§ **SOURCE EXTRACT**:
============

And include <math.h> in your program.

Mayank.


The ^ operator is the XOR or exclusive OR operator in C++ and C.

There is no operator for exponent.

However, since you only use powers of 2 you shouldn't use exponents at all.

To translate binary to integer it is simply a matter of reading the value in radix 2.

The easy way is this:

int x = strchr("11101",0,2);

x will then have the value 0x0000001d

0x1d in hex is 0001 1101 in binary and is the same as the string read.

If you want to do it the hard way yourself you can use the << operator to shift a value up one bit (same as multiply by 2):

if x = 0x1d == 11101 in binary then:

x << 1 == 0x3a == 111010 in binary
(x << 1) | 1 == 0x3b == 111011 in binary
(x << 1) | 0 == 0x3a also.

This way you can build up the value:

int x = 0;

while (true) {
   switch (*s) {
   case '0':
      x <<= 1;
      ++s;
      continue;
   case '1':
      x = (x << 1) | 1;
      ++s;
      continue;
   }
   break;
}

after this loop x will have the value reflected by the binary input. if s was "1011110110101110" before the loop then s will point to "" at the end (s is modified) and x is 0xbdae after.

You can use pow(x,y) function to computer power but in this case that is silly since pow computes power using exp(x) and log(x) functions like so:  pow(x,y) == exp(y*log(x)) if x is not 0 and pow(0,y) == 0 if y is not 0 and pow(0,0) is undefined, I think it returns 'not a number' but not sure about that one.

You can also define a pow(x,n) for an unsigned int n as follows:

double pow(double x, unsigned int n)
{
   double y = n & 1 ? x : 1.0;
   double f = x * x;
   while (n >>= 1) {
      if (n & 1)
         y *= f;
      f *= f;
   }
   return y;
}

Then you can define pow(x,n) for a signed int n as follows:

double pow(double x, int n)
{
   return n >= 0 ? pow(x,(unsigned int)n) : 1.0/pow(x,(unsigned int)-n);
}

You can also define pow(x,n) for complex values of x and n easily using the various overloads for pow(x,n).

None of those are useful for extracting bits though since they do a lot of computation and then converting double to int. The shift instructions are far more direct and immmediate. They're also a lot faster.

============

§ **RECORDS FOR THE TASK**:
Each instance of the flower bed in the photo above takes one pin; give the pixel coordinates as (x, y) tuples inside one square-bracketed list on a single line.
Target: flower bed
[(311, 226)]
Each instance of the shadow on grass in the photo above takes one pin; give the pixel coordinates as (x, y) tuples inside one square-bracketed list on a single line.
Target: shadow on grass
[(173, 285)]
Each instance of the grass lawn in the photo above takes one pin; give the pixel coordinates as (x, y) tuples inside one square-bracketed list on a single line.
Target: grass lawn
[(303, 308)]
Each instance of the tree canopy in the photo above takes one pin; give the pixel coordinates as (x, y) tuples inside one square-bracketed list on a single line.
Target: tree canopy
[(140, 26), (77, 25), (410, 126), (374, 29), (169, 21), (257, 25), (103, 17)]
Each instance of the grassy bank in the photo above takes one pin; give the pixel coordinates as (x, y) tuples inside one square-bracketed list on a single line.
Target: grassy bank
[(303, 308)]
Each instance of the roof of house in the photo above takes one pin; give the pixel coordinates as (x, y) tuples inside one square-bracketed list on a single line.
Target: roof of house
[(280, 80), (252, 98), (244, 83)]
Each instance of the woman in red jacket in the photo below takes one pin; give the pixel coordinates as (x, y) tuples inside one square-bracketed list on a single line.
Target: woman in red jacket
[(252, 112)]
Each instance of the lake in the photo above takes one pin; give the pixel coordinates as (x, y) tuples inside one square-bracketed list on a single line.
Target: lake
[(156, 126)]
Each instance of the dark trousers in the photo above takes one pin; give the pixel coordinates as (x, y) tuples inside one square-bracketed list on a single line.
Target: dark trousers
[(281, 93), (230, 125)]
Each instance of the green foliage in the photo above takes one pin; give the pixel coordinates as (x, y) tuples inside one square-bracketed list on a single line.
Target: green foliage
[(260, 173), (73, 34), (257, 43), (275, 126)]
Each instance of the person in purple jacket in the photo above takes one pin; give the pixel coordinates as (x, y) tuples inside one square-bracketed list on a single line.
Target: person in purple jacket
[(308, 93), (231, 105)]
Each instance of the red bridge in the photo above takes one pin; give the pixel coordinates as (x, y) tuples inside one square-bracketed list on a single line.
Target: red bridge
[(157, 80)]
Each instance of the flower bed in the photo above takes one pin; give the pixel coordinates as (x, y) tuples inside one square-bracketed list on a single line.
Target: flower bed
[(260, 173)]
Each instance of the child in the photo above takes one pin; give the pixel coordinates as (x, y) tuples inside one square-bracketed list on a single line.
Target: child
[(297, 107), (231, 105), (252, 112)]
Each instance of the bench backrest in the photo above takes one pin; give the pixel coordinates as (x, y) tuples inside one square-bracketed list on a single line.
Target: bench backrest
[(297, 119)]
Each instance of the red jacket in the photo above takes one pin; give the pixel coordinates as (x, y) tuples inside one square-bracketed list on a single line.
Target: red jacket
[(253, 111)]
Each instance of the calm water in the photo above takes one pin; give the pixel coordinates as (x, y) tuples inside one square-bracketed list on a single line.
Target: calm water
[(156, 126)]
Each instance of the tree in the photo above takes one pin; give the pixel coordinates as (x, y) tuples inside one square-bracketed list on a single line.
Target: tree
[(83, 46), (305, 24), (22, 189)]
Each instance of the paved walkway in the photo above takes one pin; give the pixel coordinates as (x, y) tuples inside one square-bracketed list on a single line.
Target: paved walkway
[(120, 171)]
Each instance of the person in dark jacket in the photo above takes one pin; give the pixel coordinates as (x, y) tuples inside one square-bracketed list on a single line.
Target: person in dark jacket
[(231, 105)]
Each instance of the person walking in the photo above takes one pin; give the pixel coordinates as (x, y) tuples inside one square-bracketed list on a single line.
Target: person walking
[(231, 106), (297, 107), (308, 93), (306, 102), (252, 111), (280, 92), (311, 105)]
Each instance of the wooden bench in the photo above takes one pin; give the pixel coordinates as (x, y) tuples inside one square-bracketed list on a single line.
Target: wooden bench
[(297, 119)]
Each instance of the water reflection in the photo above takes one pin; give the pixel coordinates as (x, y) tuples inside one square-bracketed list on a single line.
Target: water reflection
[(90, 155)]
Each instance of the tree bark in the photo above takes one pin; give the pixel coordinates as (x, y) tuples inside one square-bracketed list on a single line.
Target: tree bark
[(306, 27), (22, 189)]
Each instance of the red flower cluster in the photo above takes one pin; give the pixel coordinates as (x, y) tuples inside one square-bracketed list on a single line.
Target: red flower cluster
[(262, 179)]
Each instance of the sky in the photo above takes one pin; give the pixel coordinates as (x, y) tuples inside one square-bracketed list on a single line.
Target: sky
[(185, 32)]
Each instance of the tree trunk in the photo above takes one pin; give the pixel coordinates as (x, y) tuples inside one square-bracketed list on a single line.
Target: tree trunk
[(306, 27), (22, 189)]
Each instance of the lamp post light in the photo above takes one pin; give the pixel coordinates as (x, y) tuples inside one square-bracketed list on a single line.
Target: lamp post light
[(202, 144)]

============

§ **TASK LIST**:
**a)** In the rows, begin at the line that contains "Each instance of the child" and stop after the line that contains "[(297, 107), (231, 105), (252, 112)]". Convert those lines into a Markdown table with the columns No. and Line, numbering each line and leaving out any blank lines.
**b)** Carry on the forum discussion about converting binary strings to integers in C from the point where it ends.

§ **ANSWERS BY TASK**:
**a)**
| No. | Line |
|---|---|
| 1 | Each instance of the child in the photo above takes one pin; give the pixel coordinates as (x, y) tuples inside one square-bracketed list on a single line. |
| 2 | Target: child |
| 3 | [(297, 107), (231, 105), (252, 112)] |

**b)**
Alf
i think u can use "pow" functions as pow(2,x).where by u can have the binary
Yes, pow(2,x) works but is extremely inefficient:

pow(2,x) is the same as exp(x * log(2)).

so:

step 1. convert x from int to double.
step 2. compute log(2).
step 3. multiply x with log(2).
step 4. compute exp(x * log(2)).
step 5. convert the result from step 4 to int.

all that when you can do a simple (1 << 5) to compute pow(2,5) as int?

No, do NOT advice anyone to use pow() to get binary. That is a very misguided advice.

Alf
>>>> int x = strchr("11101",0,2);
Salte, I think you used the wrong function.
Where is strchr() defined ?
Mafalda,

strchr () is defined in string.h itself.

Mayank.
err...I meant strtol() not strchr....

Sorry about that...


int x = strtol("11101",0,2);

just a bit too quick there writing the function - to my defense I can add that I was in a hurry when I wrote it.

Alf
strtol() is defined in #include <cstdlib> or in #include <stdlib.h>.

This is C's standard library, not the same as C++'s standard library although it is a part of C++'s standard library if you use <cstdlib>.

Alf
>> strchr("11101",0,2);

Ya! strchr () searches for a character in a string, takes 2 arguments, the string and the character being searched for. I overlooked your statement when I told Mafalda about strchr () being in string.h. Anyways, strtol () is Ok for the purpose.

Mayank.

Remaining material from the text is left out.